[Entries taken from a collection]

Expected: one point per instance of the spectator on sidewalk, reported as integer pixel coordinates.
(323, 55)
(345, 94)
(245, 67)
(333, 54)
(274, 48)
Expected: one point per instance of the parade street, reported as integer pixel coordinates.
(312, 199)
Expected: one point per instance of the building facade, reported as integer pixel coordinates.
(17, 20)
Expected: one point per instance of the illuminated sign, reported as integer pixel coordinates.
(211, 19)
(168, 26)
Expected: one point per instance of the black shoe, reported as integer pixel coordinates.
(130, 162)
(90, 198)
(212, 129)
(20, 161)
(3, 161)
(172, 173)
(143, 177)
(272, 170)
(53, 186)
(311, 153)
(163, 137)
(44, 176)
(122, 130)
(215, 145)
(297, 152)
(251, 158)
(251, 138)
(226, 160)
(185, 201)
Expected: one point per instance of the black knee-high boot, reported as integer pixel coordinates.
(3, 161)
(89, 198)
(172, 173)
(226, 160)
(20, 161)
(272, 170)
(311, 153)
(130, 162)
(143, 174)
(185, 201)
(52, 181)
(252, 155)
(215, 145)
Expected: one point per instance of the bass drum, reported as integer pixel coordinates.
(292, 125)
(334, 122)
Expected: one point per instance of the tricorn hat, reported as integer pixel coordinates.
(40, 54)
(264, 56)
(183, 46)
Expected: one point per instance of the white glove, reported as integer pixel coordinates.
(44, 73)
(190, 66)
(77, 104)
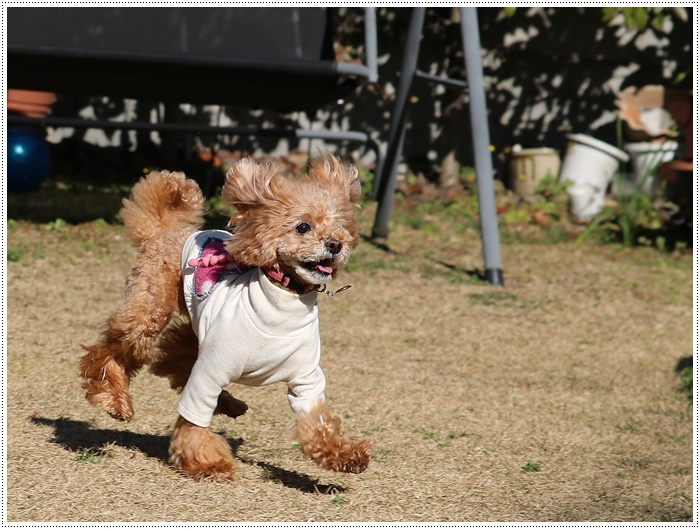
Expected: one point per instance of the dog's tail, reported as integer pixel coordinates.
(162, 201)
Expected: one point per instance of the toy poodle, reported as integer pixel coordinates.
(208, 308)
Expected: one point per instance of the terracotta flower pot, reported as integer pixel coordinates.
(29, 102)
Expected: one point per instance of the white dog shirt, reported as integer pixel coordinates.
(250, 331)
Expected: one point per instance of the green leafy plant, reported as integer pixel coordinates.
(56, 225)
(531, 466)
(14, 255)
(687, 382)
(640, 18)
(94, 455)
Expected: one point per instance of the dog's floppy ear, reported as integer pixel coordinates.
(249, 184)
(346, 175)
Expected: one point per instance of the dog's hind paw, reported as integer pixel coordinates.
(230, 406)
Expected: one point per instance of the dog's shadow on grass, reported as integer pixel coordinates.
(84, 440)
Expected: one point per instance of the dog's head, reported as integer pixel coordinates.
(304, 227)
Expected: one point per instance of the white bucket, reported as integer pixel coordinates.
(645, 159)
(528, 167)
(590, 165)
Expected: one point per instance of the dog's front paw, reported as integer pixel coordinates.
(355, 458)
(200, 453)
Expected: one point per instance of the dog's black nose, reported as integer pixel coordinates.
(334, 245)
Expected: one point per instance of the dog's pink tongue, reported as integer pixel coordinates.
(324, 269)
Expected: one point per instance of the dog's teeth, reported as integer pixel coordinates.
(324, 269)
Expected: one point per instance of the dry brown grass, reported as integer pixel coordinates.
(458, 384)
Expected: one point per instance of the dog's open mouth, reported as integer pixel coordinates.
(325, 266)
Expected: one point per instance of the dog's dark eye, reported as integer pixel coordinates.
(303, 228)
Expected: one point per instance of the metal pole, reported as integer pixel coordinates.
(387, 183)
(482, 155)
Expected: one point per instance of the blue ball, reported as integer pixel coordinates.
(28, 159)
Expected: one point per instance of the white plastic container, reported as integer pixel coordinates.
(590, 165)
(645, 159)
(528, 167)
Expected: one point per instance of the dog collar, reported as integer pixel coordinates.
(278, 276)
(285, 280)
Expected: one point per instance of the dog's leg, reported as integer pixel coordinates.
(179, 347)
(321, 439)
(130, 338)
(200, 453)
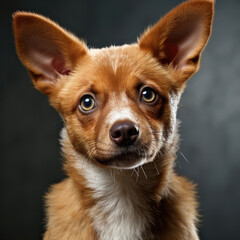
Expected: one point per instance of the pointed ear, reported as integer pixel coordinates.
(47, 50)
(178, 39)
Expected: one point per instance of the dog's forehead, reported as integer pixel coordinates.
(120, 67)
(113, 57)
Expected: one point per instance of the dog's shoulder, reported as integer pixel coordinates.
(66, 216)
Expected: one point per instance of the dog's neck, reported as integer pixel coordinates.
(123, 202)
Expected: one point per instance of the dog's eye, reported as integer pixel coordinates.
(87, 103)
(148, 95)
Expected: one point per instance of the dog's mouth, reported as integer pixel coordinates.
(126, 160)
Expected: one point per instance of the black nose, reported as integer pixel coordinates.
(124, 133)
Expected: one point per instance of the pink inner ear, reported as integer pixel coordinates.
(182, 42)
(58, 64)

* **Exercise details**
Transcribe every entry word for word, but omit the pictures.

* **Reply to the exercise**
Expected: one point per instance of the spectator on sidewalk, reported as integer pixel coordinates.
(323, 55)
(345, 94)
(245, 67)
(333, 54)
(274, 48)
Expected: one point per instance of the parade street, reported as integer pixel coordinates.
(312, 199)
Expected: one point per instance of the building facade, reported as integer pixel coordinates.
(17, 20)
Expected: one point per instance of the illuminated sign, reported as integer pixel coordinates.
(211, 19)
(168, 26)
Expected: one point per instance of the black shoe, reported as integer pixel coordinates.
(130, 162)
(90, 198)
(212, 129)
(20, 161)
(3, 161)
(172, 173)
(143, 177)
(272, 170)
(53, 186)
(311, 153)
(163, 137)
(44, 176)
(122, 130)
(215, 145)
(297, 152)
(251, 158)
(251, 138)
(226, 160)
(185, 201)
Expected: one point per instance of the black knee-high boot, reported as integer pixel coordinates.
(3, 161)
(89, 198)
(172, 173)
(226, 160)
(20, 161)
(272, 170)
(311, 153)
(130, 162)
(143, 174)
(185, 201)
(52, 181)
(252, 155)
(215, 145)
Expected: one point per instance of the bass drum, reported as integer pixel coordinates.
(292, 125)
(334, 122)
Expected: one point per instance of the tricorn hat, reported as integer pixel coordinates.
(40, 54)
(264, 56)
(183, 46)
Expected: one point per instance of the white glove, reported as integer pixel coordinates.
(44, 73)
(190, 66)
(77, 104)
Expected: one point per instance of the dog's tail, reported as integer pixel coordinates.
(162, 201)
Expected: one point per instance of the toy poodle, reported as integer pixel coordinates.
(208, 308)
Expected: one point per instance of the terracotta flower pot, reported as integer pixel coordinates.
(29, 102)
Expected: one point per instance of the white dog shirt, reported as integer pixel coordinates.
(250, 331)
Expected: one point per instance of the green leafy plant, reported as integer pixel coordinates.
(56, 225)
(531, 466)
(14, 255)
(687, 382)
(640, 18)
(94, 455)
Expected: one point per instance of the dog's floppy ear, reported as integer pixel coordinates.
(249, 184)
(346, 175)
Expected: one point per instance of the dog's hind paw, reported as integer pixel coordinates.
(230, 406)
Expected: one point per instance of the dog's shadow on grass, reported as integer pixel coordinates.
(84, 440)
Expected: one point per instance of the dog's head, reported as integer pixel coordinates.
(304, 227)
Expected: one point per instance of the white bucket, reported as integer pixel coordinates.
(645, 159)
(528, 167)
(590, 165)
Expected: one point per instance of the dog's front paw, reported as integer pixel coordinates.
(355, 458)
(200, 453)
Expected: one point per instance of the dog's black nose, reported as integer pixel coordinates.
(334, 245)
Expected: one point per instance of the dog's pink tongue, reported as integer pixel coordinates.
(324, 269)
Expected: one point per instance of the dog's teeth, reported as integer pixel coordinates.
(324, 269)
Expected: one point per instance of the dry brown grass, reported as integer pixel coordinates.
(458, 384)
Expected: one point per instance of the dog's open mouth, reported as integer pixel coordinates.
(325, 266)
Expected: one point per instance of the dog's dark eye, reported as integer pixel coordinates.
(303, 228)
Expected: one point per instance of the metal pole, reported as integer pixel coordinates.
(387, 183)
(482, 155)
Expected: one point per instance of the blue ball, reported as integer pixel coordinates.
(28, 159)
Expected: one point per instance of the white plastic container, reported as integer pixel coordinates.
(590, 165)
(645, 159)
(528, 167)
Expected: one point per instance of the dog collar, reported as integer pixel coordinates.
(278, 276)
(285, 280)
Expected: one point per instance of the dog's leg, reported as integer pixel coordinates.
(179, 347)
(321, 439)
(130, 338)
(200, 453)
Expected: one point per instance of the pointed ear, reported as integer pixel coordinates.
(47, 50)
(178, 39)
Expected: one point per instance of the dog's forehead, reported as integer pixel coordinates.
(120, 67)
(113, 57)
Expected: one point per instance of the dog's shoulder, reported as integer pixel coordinates.
(66, 216)
Expected: one point per instance of the dog's neck, reported as integer pixel coordinates.
(123, 202)
Expected: one point per instance of the dog's eye, reported as integer pixel coordinates.
(87, 103)
(148, 95)
Expected: one point per instance of the dog's mouth, reported as integer pixel coordinates.
(126, 160)
Expected: one point per instance of the black nose, reported as integer pixel coordinates.
(124, 133)
Expected: one point per instance of the pink inner ear, reported as integer pixel coordinates.
(182, 42)
(58, 64)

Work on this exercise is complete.